Turn all of the data below into a two-column CSV with the headers "request" and "bounding_box", one row per request. Put the request text and its answer each in a single quoted field, with any line breaks replaced by spaces.

| Bounding box annotation entries |
★ ★ ★
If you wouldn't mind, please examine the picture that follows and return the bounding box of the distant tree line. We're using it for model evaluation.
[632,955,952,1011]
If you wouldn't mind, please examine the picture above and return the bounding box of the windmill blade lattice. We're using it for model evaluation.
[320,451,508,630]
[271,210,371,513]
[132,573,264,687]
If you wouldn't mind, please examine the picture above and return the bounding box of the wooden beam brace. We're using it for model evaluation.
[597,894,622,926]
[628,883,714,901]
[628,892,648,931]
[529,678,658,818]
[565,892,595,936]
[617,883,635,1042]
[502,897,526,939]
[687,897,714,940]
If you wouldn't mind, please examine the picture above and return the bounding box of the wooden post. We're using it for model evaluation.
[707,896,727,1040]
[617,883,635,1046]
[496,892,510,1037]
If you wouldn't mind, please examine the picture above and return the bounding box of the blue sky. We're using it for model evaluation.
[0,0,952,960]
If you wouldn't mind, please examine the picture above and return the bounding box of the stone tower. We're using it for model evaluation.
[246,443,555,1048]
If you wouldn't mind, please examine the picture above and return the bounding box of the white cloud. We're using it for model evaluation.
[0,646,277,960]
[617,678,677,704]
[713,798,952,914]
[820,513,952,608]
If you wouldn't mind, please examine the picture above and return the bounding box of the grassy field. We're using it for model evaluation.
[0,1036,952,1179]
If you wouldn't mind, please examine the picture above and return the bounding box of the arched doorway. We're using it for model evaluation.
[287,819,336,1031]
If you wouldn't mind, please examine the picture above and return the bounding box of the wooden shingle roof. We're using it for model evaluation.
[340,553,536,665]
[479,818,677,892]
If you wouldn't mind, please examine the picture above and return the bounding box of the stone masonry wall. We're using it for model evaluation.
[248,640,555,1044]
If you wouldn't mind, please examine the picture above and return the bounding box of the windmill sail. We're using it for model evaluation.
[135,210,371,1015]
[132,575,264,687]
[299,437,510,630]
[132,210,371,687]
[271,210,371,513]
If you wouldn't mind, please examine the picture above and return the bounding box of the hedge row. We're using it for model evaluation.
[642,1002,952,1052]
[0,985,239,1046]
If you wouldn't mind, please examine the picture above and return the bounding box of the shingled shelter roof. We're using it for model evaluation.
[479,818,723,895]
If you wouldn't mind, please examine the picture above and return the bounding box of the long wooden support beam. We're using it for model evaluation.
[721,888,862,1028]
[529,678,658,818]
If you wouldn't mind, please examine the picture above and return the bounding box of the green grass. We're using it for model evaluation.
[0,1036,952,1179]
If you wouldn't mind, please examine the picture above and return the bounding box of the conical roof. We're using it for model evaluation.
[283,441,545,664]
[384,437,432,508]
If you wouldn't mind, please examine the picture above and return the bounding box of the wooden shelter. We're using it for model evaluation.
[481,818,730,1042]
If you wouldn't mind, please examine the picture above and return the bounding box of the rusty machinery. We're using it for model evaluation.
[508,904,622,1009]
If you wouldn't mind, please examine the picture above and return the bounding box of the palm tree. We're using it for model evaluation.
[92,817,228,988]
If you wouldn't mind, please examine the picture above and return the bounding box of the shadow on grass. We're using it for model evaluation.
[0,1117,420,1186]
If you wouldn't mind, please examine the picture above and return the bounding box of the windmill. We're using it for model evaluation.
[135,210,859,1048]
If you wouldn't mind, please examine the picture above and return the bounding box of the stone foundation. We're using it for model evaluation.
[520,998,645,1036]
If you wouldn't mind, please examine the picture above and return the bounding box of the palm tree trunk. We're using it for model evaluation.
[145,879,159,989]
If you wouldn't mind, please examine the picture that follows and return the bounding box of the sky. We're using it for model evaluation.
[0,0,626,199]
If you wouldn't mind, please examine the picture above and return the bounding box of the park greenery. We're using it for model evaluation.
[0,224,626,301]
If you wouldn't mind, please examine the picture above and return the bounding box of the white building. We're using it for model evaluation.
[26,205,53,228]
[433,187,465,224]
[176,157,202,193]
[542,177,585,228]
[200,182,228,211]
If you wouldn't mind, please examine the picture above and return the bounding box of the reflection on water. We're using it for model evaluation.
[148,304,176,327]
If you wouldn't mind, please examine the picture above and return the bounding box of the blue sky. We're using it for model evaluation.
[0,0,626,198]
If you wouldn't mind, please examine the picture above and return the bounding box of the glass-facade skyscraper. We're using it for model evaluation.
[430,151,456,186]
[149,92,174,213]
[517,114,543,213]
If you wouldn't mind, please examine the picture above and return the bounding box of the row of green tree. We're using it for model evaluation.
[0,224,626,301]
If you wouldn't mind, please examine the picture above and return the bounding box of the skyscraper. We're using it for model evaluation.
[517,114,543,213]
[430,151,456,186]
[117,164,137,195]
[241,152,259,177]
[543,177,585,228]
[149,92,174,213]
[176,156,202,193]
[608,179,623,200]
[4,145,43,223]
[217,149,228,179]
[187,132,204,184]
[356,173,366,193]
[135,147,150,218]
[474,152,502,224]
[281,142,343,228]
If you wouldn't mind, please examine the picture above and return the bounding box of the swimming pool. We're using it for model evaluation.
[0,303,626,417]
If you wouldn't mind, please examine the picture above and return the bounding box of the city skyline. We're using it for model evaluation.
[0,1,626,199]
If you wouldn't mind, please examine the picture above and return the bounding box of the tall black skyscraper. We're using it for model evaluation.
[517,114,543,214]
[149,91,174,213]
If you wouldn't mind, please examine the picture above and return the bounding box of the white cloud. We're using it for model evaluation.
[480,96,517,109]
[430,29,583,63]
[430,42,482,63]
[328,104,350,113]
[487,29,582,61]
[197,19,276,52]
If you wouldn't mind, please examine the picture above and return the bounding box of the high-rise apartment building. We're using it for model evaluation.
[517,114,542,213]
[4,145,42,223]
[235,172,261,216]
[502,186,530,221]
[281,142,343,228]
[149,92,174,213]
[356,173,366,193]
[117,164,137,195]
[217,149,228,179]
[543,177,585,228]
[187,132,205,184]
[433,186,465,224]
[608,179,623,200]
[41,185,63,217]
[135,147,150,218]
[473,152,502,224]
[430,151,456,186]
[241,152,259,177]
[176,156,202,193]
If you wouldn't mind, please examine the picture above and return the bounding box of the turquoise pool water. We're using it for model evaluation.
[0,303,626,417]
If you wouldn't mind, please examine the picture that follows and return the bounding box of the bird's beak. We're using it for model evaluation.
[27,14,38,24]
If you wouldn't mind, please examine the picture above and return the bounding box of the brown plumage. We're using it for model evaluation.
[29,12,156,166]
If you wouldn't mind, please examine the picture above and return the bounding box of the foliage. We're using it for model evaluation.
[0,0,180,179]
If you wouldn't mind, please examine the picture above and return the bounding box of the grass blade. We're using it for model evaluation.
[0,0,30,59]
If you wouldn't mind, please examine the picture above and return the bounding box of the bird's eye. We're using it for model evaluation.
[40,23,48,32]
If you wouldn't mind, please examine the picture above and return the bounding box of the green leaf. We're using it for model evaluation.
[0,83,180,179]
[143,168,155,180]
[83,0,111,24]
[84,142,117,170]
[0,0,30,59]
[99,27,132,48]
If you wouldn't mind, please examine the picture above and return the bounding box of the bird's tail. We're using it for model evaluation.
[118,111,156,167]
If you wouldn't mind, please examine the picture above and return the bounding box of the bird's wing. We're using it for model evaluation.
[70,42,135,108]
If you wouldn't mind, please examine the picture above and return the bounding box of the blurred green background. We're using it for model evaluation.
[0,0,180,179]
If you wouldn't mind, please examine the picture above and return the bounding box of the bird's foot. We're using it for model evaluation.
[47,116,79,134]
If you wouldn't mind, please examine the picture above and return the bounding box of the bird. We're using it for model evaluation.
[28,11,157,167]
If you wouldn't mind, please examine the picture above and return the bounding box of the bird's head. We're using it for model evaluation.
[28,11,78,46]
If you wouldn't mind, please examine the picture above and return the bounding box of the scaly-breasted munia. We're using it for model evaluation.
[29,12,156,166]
★ ★ ★
| Task solution |
request,bounding_box
"If you wouldn't mind, please examine the picture that follows and return the bounding box of the distant tree line. We're using it for model evaluation.","[632,955,952,1011]"
"If you wouldn't mind, please examine the picture above and return the bounding box of the windmill blade lattice. We're using it for model evaluation.","[320,451,508,630] [271,210,371,513] [132,573,264,687]"
"If you wouldn't mind, please examine the picture above and return the bounding box of the wooden beam brace. We're using it for model evaluation.","[597,894,622,926] [628,883,714,901] [628,892,648,931] [529,678,658,818] [565,892,595,936] [617,883,635,1042] [502,897,526,939] [687,897,714,940]"
"If you wouldn't mind, please examine the picture above and return the bounding box of the wooden post. We're using it for model evaluation.","[707,896,727,1040] [617,883,635,1046] [496,892,510,1037]"
"If you wouldn't mind, please examine the picture above and return the bounding box of the blue sky. We're using it for model evaluation.","[0,0,952,960]"
"If you wouldn't mind, please examine the picture above and return the bounding box of the stone tower. We're using it for model evaluation.","[246,443,555,1048]"
"If you wouldn't mind, please examine the picture above and return the bounding box of the white cloud. We're using it for model evaluation.","[0,646,277,960] [617,678,677,704] [713,798,952,914] [820,513,952,608]"
"If you wouldn't mind, please examine the picture above and return the bounding box of the grassy field. We're using it for model evaluation.","[0,1036,952,1179]"
"If you wouldn't mind, please examine the picture above and return the bounding box of the arched doorway. We're using it for model evaluation.","[287,819,336,1031]"
"If you wouldn't mind, please examine the picture above and return the bounding box of the wooden shingle roof. We're using it for model evaluation.","[340,553,536,665] [479,818,677,892]"
"If you wouldn't mind, please examine the picture above and return the bounding box of the stone masonry wall. We're using it for model evaluation.","[248,640,555,1044]"
"If you wouldn't mind, please examine the picture above and return the bounding box of the windmill sail. We're using it for model evaluation.","[135,210,371,1015] [132,575,264,687] [299,437,510,630] [132,210,371,687] [271,210,371,513]"
"If you wouldn't mind, please examine the picture above and return the bounding box of the hedge row. We're using it for model evaluation.","[642,1002,952,1052] [0,985,239,1046]"
"If you wouldn't mind, please examine the picture above and return the bounding box of the shingled shelter roof. We're using it for model evaluation.","[479,818,723,895]"
"If you wouldn't mind, please examine the picture above and return the bounding box of the long wooden support beam. We're using it for model evaluation.","[721,888,862,1028] [529,678,658,818]"
"If you wouldn't mind, please examine the picture above and return the bounding box of the green grass. We're using it for model evaluation.","[0,1036,952,1179]"
"If you wouldn't mind, please examine the picture above and return the bounding box of the conical roof. We're using it for model evaluation.","[283,441,545,664] [384,437,432,508]"
"If you wouldn't mind, please examine the picture above and return the bounding box of the wooden shelter. We're using it for model evaluation.","[481,818,730,1042]"
"If you wouldn't mind, please examine the picture above and return the bounding box of the rusty machinery. We're using it for model evaluation.","[508,904,622,1009]"
"If you wouldn't mind, please examine the picture above and return the bounding box of the palm tree. We're using it for model evaluation.","[92,817,228,988]"
"If you wouldn't mind, please examine the picture above and return the bounding box of the shadow on grass. We're using it for model evaluation.","[0,1117,420,1186]"
"If you wouldn't mind, please examine the picture above and return the bounding box of the windmill. We're using it for model evaluation.","[135,210,859,1048]"
"If you wouldn't mind, please examine the picture above and return the bounding box of the stone foundation. We're using it for model evaluation.","[520,998,645,1036]"
"If you wouldn't mind, please examine the picture above and return the bounding box of the palm tree trunk. We're using it for model evaluation.","[145,879,159,989]"
"If you wouldn't mind, please examine the picture that follows and return the bounding box of the sky. We're using it for model evaluation.","[0,0,626,199]"
"If you wouldn't mind, please examine the picture above and return the bounding box of the park greenery. We're using it for model evaluation.","[0,224,626,301]"
"If you wouldn't mind, please examine the picture above and return the bounding box of the white building. We're using it for model evaluation.","[26,205,53,228] [433,187,465,224] [176,157,202,193] [542,177,585,228] [200,182,228,211]"
"If you wouldn't mind, please examine the picture above and return the bounding box of the reflection on water. We're using it for model evaluation.","[148,304,176,327]"
"If you wouldn't mind, please examine the picture above and return the bounding box of the blue sky. We're using it for model evaluation.","[0,0,626,198]"
"If you wouldn't mind, please examine the picture above and return the bounding box of the glass-facade skyscraper. We're using it for model evaluation.","[430,151,456,186] [149,92,174,213] [517,114,543,213]"
"If you wouldn't mind, please examine the picture above and return the bounding box of the row of green tree. We're using it for model evaluation.","[0,224,626,301]"
"If you wouldn't mind, please examine the picture above and return the bounding box of the skyscraper. We're using it for model evaluation.","[517,114,543,213] [430,151,456,186] [117,164,137,195] [241,152,259,177] [543,177,585,228] [149,92,174,213] [176,156,202,193] [608,179,623,200] [4,145,43,223] [217,149,228,179] [187,132,204,184] [356,173,366,193] [135,147,150,218] [474,152,502,224] [281,142,343,228]"
"If you wouldn't mind, please examine the picture above and return the bounding box of the swimming pool. We're using it for model evaluation.","[0,303,626,417]"
"If you wouldn't mind, please examine the picture above and return the bounding box of the city skyline. We're using it for model evaluation.","[0,1,626,199]"
"If you wouldn't mind, please examine the picture above and return the bounding box of the tall black skyscraper. We're using it for model evaluation.","[517,114,543,214] [149,91,174,213]"
"If you wouldn't mind, please examine the picture above and return the bounding box of the white cloud. We're using it for model evaluation.","[480,96,517,109] [430,29,583,63] [430,42,482,63] [328,104,350,113] [487,29,582,61] [197,19,276,52]"
"If you wouldn't mind, please examine the picture above and return the bounding box of the high-rise apartment building. We're using it for model evaluation.","[517,114,542,213] [4,145,42,223] [235,172,261,216] [502,186,530,221] [281,142,343,228] [149,92,174,213] [356,173,366,193] [117,164,137,195] [217,149,228,179] [543,177,585,228] [187,132,205,184] [433,186,465,224] [608,179,623,200] [41,185,63,217] [135,147,150,218] [473,152,502,224] [430,151,456,186] [241,152,259,177] [176,156,202,193]"
"If you wouldn't mind, please examine the picture above and return the bounding box of the turquoise pool water. We're using it for model evaluation.","[0,303,626,417]"
"If you wouldn't mind, please examine the picture that follows and return the bounding box of the bird's beak. We're using it for model evaluation.","[27,14,38,24]"
"If you wouldn't mind, please examine the picture above and return the bounding box of the brown plumage. We're using it for model evaluation.","[29,12,156,166]"
"If you wouldn't mind, please examine the picture above and return the bounding box of the foliage. We're using it for model evaluation.","[0,0,180,179]"
"If you wouldn't mind, please examine the picture above and return the bounding box of the grass blade. We're using it for model evaluation.","[0,0,30,59]"
"If you wouldn't mind, please examine the picture above and return the bounding box of the bird's eye. We're using it for model evaluation.","[40,23,48,32]"
"If you wouldn't mind, please examine the picture above and return the bounding box of the green leaf. We're using it for model evaluation.","[0,83,180,179] [143,168,155,180] [83,0,111,24] [84,142,117,170] [0,0,30,59] [99,27,132,48]"
"If you wouldn't mind, please examine the picture above and return the bounding box of the bird's tail. We're using it for model evaluation.","[118,111,156,167]"
"If you wouldn't mind, please examine the picture above and return the bounding box of the bird's wing. We're using it for model evaluation.","[70,42,135,108]"
"If you wouldn't mind, please examine the picture above and return the bounding box of the blurred green background. We're using it for model evaluation.","[0,0,180,179]"
"If you wouldn't mind, please examine the picture above and return the bounding box of the bird's foot. We're using it for model evaluation.","[47,116,79,134]"
"If you wouldn't mind, please examine the picture above and return the bounding box of the bird. We're using it for model evaluation.","[28,11,157,167]"
"If you wouldn't mind, please examine the picture above and return the bounding box of the bird's head. We're using it for model evaluation.","[28,11,78,46]"
"If you wouldn't mind, please examine the picture above and return the bounding box of the scaly-breasted munia. We're using it for model evaluation.","[29,12,156,166]"